What you need to do:
Print the listing below exactly.

::: Records to use

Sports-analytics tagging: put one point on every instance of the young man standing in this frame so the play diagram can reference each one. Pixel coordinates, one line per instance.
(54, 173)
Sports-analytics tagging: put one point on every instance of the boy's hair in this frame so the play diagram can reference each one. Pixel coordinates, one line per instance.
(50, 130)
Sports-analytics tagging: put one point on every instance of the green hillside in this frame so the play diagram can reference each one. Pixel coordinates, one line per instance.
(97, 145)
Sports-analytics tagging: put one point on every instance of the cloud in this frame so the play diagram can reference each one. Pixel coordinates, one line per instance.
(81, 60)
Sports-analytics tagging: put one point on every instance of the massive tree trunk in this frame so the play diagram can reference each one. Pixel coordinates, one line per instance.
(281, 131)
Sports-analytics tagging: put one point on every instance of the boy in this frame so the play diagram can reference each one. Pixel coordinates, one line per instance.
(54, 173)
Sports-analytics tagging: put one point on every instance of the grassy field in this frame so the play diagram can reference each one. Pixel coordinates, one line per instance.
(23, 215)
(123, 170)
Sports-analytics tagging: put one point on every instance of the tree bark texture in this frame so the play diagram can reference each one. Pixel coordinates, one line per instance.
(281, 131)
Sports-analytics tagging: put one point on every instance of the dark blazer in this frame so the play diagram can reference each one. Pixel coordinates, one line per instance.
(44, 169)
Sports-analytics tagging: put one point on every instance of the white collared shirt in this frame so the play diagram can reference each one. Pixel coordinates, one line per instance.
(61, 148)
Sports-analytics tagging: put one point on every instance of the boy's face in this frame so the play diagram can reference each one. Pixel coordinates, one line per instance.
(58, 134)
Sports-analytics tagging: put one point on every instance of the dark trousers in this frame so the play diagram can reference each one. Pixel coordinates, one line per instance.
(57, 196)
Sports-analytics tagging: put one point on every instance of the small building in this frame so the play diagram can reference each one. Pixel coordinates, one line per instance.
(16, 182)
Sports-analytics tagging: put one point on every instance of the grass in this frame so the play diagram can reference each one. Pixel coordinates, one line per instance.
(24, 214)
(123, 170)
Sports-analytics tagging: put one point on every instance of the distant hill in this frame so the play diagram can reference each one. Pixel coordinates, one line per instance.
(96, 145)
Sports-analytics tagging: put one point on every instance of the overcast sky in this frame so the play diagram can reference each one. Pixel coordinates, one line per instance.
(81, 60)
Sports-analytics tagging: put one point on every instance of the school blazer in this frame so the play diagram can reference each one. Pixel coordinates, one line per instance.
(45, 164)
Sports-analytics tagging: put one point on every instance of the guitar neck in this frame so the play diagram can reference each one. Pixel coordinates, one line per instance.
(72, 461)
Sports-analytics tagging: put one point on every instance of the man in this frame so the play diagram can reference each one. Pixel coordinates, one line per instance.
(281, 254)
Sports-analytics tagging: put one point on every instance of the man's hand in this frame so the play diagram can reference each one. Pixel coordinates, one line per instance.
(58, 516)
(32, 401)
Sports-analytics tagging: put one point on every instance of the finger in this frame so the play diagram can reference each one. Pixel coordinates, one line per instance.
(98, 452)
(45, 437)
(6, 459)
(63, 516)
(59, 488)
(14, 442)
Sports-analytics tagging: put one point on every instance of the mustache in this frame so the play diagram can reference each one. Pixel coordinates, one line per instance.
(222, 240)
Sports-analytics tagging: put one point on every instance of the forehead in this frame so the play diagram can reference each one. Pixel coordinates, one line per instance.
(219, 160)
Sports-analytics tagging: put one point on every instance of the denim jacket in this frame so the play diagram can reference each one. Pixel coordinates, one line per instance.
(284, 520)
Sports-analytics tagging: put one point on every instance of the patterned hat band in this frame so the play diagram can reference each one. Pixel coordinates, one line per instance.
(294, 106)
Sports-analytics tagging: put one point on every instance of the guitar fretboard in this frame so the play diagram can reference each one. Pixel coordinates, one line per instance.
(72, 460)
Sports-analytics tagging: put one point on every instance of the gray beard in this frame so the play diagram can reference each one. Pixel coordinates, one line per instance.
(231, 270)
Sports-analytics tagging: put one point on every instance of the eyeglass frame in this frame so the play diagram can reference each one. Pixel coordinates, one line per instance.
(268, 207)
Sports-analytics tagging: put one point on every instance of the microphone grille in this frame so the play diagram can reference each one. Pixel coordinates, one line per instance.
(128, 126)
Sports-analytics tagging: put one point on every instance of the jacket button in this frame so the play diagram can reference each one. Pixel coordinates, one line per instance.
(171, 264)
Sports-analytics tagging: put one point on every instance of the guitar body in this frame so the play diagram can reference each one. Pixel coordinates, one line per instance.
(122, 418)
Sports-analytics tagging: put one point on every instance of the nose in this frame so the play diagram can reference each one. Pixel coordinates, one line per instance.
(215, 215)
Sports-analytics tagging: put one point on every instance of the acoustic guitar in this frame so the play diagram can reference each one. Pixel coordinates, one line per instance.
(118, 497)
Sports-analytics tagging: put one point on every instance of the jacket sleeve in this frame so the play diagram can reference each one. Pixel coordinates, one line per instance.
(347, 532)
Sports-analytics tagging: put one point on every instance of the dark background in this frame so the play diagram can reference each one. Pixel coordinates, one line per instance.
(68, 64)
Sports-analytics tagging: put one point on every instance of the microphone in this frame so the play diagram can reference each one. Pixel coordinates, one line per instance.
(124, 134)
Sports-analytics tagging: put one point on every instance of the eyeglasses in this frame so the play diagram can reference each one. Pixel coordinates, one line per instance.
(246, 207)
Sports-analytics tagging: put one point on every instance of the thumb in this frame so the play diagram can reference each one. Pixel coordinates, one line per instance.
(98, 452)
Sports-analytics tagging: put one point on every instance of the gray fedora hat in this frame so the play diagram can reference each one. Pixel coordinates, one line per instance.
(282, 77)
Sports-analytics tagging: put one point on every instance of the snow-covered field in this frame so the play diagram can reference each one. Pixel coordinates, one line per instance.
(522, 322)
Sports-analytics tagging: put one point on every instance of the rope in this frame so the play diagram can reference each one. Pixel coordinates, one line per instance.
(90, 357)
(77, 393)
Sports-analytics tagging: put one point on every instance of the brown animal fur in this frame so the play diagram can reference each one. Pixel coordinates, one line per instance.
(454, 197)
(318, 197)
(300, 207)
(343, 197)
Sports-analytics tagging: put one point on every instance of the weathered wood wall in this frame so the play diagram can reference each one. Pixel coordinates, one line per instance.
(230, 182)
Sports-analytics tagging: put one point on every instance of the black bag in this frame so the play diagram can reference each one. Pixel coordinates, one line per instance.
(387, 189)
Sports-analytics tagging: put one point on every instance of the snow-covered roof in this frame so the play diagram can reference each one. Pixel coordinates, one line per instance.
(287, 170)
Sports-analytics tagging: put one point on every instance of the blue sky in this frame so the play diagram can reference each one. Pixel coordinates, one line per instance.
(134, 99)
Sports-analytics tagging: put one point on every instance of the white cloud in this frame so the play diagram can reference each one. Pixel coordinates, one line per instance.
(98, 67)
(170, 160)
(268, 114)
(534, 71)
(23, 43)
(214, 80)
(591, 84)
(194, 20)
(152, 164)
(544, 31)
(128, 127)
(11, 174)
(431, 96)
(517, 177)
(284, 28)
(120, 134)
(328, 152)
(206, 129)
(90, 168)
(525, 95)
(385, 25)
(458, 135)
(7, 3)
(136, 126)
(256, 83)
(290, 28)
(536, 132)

::::::

Final answer:
Sports-analytics tagging: put one point on every instance of the young man standing in this frame so the play diagram can reference each one. Pixel coordinates, one line per instance.
(54, 173)
Sports-analytics tagging: put one point on every instance of the boy's hair in this frame so the play diagram can reference each one. Pixel coordinates, one line per instance.
(50, 130)
Sports-analytics tagging: put one point on every instance of the green hillside in this frame so the play diagram can reference each one. Pixel coordinates, one line per instance.
(97, 145)
Sports-analytics tagging: put one point on every instance of the cloud in this frame so the play diagram can reference each one. Pixel coordinates, one line per instance.
(81, 60)
Sports-analytics tagging: put one point on every instance of the massive tree trunk in this frame so the play diagram can reference each one. Pixel coordinates, one line per instance.
(281, 131)
Sports-analytics tagging: put one point on every instance of the boy in this frame so the play diagram can reference each one. Pixel coordinates, one line per instance.
(54, 173)
Sports-analytics tagging: put one point on every instance of the grassy field in this frame so the play diagram can reference each one. Pixel coordinates, one line per instance.
(23, 215)
(123, 170)
Sports-analytics tagging: put one point on every instance of the tree bark texture in this frame so the play diagram can reference each one. Pixel coordinates, one line per instance.
(281, 131)
Sports-analytics tagging: put one point on every instance of the dark blazer in this frame so the play diagram can reference each one. Pixel coordinates, one line per instance.
(44, 169)
Sports-analytics tagging: put one point on every instance of the white collared shirt in this frame so the play diagram can reference each one. Pixel coordinates, one line per instance.
(61, 148)
Sports-analytics tagging: put one point on every instance of the boy's face in this frame so the play diagram can reference each one. Pixel coordinates, one line per instance.
(58, 134)
Sports-analytics tagging: put one point on every instance of the dark trousers in this frame so the play diagram can reference each one. Pixel coordinates, one line per instance.
(57, 196)
Sports-analytics tagging: put one point on every instance of the small building in this frame so the play diagram can reference each one. Pixel coordinates, one line per instance.
(16, 182)
Sports-analytics tagging: put one point on every instance of the grass in this frame so the play diagram can reference each one. Pixel coordinates, one line per instance.
(24, 214)
(123, 170)
Sports-analytics tagging: put one point on every instance of the distant hill in this frame so the play diagram can reference each one. Pixel coordinates, one line per instance.
(96, 145)
Sports-analytics tagging: put one point on every instance of the overcast sky in this frame so the play diagram can reference each one. Pixel coordinates, one line per instance.
(81, 60)
Sports-analytics tagging: put one point on every instance of the school blazer in this frame so the play diagram can reference each one. Pixel coordinates, one line per instance.
(45, 164)
Sports-analytics tagging: put one point on every instance of the guitar neck in this frame so the play diagram can reference each one. Pixel coordinates, one line per instance.
(72, 461)
Sports-analytics tagging: put one point on every instance of the man in this frame so the play diagram can reference each one. Pixel coordinates, one line per instance.
(281, 254)
Sports-analytics tagging: put one point on every instance of the man's hand in this frame so the play diagram can reference each one. Pixel coordinates, one line per instance.
(58, 516)
(32, 401)
Sports-analytics tagging: put one point on every instance of the finger in this frame so the play diagram can reference each one. Pixel coordinates, one line per instance.
(98, 452)
(45, 437)
(6, 459)
(63, 516)
(59, 488)
(14, 442)
Sports-analytics tagging: put one point on every instance of the mustache in this frame so the play diagram can reference each one. Pixel coordinates, one line per instance.
(222, 240)
Sports-analytics tagging: put one point on every instance of the forehead in this frame so the play diagram can reference each one. Pixel coordinates, one line per instance.
(219, 160)
Sports-analytics tagging: put one point on every instance of the denim jacket in this frame so the play diagram can reference each one. Pixel coordinates, one line per instance.
(284, 520)
Sports-analytics tagging: put one point on every instance of the patterned hat band in this frame so the play diagram can reference each one. Pixel coordinates, one line per instance.
(294, 106)
Sports-analytics tagging: put one point on every instance of the guitar fretboard in this frame so the play diagram can reference each one. Pixel coordinates, one line per instance.
(72, 460)
Sports-analytics tagging: put one point on every instance of the gray beard in this frame so the play diagram can reference each one. Pixel coordinates, one line per instance.
(231, 270)
Sports-analytics tagging: put one point on every instance of the eyeglass frame in this frame so the play diagram can reference each one. Pixel coordinates, one line per instance.
(268, 207)
Sports-analytics tagging: put one point on every instance of the microphone grille in this frame so the play diagram can reference each one. Pixel coordinates, one line per instance.
(128, 126)
Sports-analytics tagging: put one point on every instance of the jacket button in this frame so the play diagram can reference each one. Pixel coordinates, one line per instance.
(171, 264)
Sports-analytics tagging: put one point on every instance of the guitar body in this frame so the play diagram can reference each one. Pixel coordinates, one line per instance.
(122, 418)
Sports-analytics tagging: put one point on every instance of the nose in this frame so the play diagram can reference each one. Pixel coordinates, one line per instance.
(215, 215)
Sports-analytics tagging: put one point on every instance of the acoustic guitar in this frame so the play diagram can reference each one. Pixel coordinates, one line per instance.
(118, 497)
Sports-analytics tagging: put one point on every instance of the jacket sleeve in this frame so the play diagram can reference each one. Pixel coordinates, one line per instance.
(347, 532)
Sports-analytics tagging: put one point on every instance of the dark background in this frame so the play diagram can reference each one. Pixel coordinates, one line per instance.
(68, 64)
Sports-analytics tagging: put one point on every instance of the microphone in this frame so the play diagram can reference each one. Pixel coordinates, one line per instance.
(124, 134)
Sports-analytics tagging: put one point on every instance of the eyeglasses in this frame so the play diagram can reference each one. Pixel coordinates, one line per instance.
(246, 207)
Sports-analytics tagging: put one point on every instance of the thumb in this frame so the play diagram can reference each one. Pixel coordinates, one line per instance.
(98, 452)
Sports-analytics tagging: put one point on every instance of the gray fedora hat in this frame so the play diagram can reference each one. Pixel coordinates, one line per instance.
(282, 77)
Sports-analytics tagging: put one point on every instance of the snow-covered field in this frame so the play diagram can reference each one. Pixel coordinates, one line per instance.
(522, 322)
Sports-analytics tagging: put one point on every instance of the rope in this frame so the play diagram can reference each one. Pixel coordinates, one line per instance.
(90, 357)
(77, 393)
Sports-analytics tagging: put one point on every instance of the brown animal fur in this frame so the play diagram can reference each one. Pixel coordinates, one line per instance.
(454, 197)
(318, 197)
(300, 207)
(343, 197)
Sports-analytics tagging: put one point on every instance of the weathered wood wall in this frame so the play diagram can reference each one. Pixel coordinates, one line per instance.
(230, 182)
Sports-analytics tagging: put one point on every instance of the black bag in this frame so the play diagram can reference each one. Pixel coordinates, one line per instance.
(387, 189)
Sports-analytics tagging: put one point on every instance of the snow-covered roof in this frame so the play diagram can reference each one. Pixel coordinates, one line per instance.
(287, 170)
Sports-analytics tagging: put one point on every instance of the blue sky in this frame so the play diagram can reference each one. Pixel coordinates, one line per instance.
(134, 99)
Sports-analytics tagging: put one point on every instance of the white cloud in this frame so the play diagram can reference each one. Pixel coordinates, one line per instance.
(98, 67)
(170, 160)
(268, 114)
(534, 71)
(23, 43)
(214, 80)
(591, 84)
(194, 20)
(152, 164)
(544, 31)
(128, 127)
(11, 174)
(431, 96)
(517, 177)
(284, 28)
(120, 134)
(328, 152)
(206, 129)
(90, 168)
(525, 95)
(385, 25)
(458, 135)
(7, 3)
(136, 126)
(256, 83)
(290, 28)
(536, 132)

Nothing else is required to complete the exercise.